- Exercise: Copy out every record exactly.

[Items listed in a dataset]
== Segment start ==
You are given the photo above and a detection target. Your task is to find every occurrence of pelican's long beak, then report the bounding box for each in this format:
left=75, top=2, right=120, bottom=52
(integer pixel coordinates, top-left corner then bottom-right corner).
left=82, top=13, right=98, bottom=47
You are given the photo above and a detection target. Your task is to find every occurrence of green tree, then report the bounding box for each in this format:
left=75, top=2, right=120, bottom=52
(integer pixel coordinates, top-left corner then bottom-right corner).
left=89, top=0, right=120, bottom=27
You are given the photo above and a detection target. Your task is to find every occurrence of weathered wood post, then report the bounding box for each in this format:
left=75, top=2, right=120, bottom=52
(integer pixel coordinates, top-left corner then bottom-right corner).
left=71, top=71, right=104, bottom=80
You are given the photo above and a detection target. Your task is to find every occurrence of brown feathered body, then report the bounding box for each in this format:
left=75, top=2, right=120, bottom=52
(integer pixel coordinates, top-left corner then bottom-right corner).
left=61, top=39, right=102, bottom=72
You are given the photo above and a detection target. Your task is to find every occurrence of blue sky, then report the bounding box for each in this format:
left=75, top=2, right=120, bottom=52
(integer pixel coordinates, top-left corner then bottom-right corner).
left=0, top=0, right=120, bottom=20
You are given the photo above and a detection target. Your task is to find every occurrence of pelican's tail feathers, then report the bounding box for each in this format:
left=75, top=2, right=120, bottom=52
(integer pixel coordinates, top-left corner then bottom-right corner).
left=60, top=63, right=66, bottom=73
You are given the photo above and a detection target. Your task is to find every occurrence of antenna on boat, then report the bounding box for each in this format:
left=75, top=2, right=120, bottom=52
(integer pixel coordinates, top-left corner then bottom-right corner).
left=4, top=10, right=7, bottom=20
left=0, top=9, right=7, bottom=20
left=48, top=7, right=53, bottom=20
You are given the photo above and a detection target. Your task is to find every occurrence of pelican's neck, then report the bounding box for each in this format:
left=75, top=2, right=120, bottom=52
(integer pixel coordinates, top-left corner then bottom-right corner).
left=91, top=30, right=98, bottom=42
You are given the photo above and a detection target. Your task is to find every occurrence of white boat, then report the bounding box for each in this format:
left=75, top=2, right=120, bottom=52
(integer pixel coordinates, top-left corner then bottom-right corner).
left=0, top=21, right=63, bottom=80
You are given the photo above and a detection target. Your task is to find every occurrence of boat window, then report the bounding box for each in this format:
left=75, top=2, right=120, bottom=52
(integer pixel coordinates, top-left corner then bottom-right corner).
== Segment end ==
- Output for this exercise:
You are given the photo above and a detection target. Your task is to find every occurrence of pelican's long beak, then report the bounding box for each in this format:
left=75, top=2, right=120, bottom=52
(integer pixel coordinates, top-left corner then bottom-right corner).
left=82, top=13, right=98, bottom=47
You are given the photo above and a detection target. Your task is to find every occurrence of green tree, then report the bounding box for each in this format:
left=75, top=2, right=120, bottom=52
(integer pixel coordinates, top-left corner then bottom-right corner).
left=89, top=0, right=120, bottom=27
You are given the photo above and a detection target. Your task is to find every occurrence of weathered wood post, then report the bounding box for each in this format:
left=75, top=2, right=120, bottom=52
(integer pixel coordinates, top-left corner then bottom-right corner).
left=71, top=71, right=104, bottom=80
You are given the photo above and a detection target. Your task is to find every occurrence of brown feathered body, then report the bounding box for each in this format:
left=75, top=2, right=120, bottom=52
(integer pixel coordinates, top-left corner then bottom-right corner).
left=61, top=39, right=102, bottom=72
You are given the photo above and a detection target. Your task is to find every occurrence of blue sky, then report the bounding box for each in this format:
left=75, top=2, right=120, bottom=52
(integer pixel coordinates, top-left corner then bottom-right corner).
left=0, top=0, right=120, bottom=20
You are given the photo above and a detection target. Your task is to find every occurrence of pelican's tail feathers, then report the bounding box for each in this format:
left=75, top=2, right=120, bottom=52
(integer pixel coordinates, top-left corner then bottom-right corner).
left=60, top=63, right=66, bottom=73
You are given the photo above and a detection target. Your task is to find every occurrence of antenna on boat, then report the bounding box for each in this format:
left=75, top=2, right=120, bottom=52
(integer pixel coordinates, top-left corner then bottom-right corner).
left=4, top=10, right=7, bottom=20
left=0, top=9, right=7, bottom=20
left=48, top=7, right=53, bottom=20
You are given the photo above and a detection target. Your task is to find every occurrence of pelican's neck, then report the bounding box for each in this format:
left=75, top=2, right=120, bottom=52
(integer pixel coordinates, top-left corner then bottom-right corner).
left=91, top=30, right=98, bottom=42
You are given the photo above and a detection target. Your task is to find every occurrence of white boat, then report the bounding box for each in this format:
left=75, top=2, right=120, bottom=52
(integer pixel coordinates, top-left corner then bottom-right corner).
left=0, top=21, right=63, bottom=80
You are given the photo above and a detection target. Your task is to find every occurrence of boat window, then report the bounding box for each in this format:
left=75, top=2, right=120, bottom=52
(integer pixel coordinates, top-left corner then bottom-right corner).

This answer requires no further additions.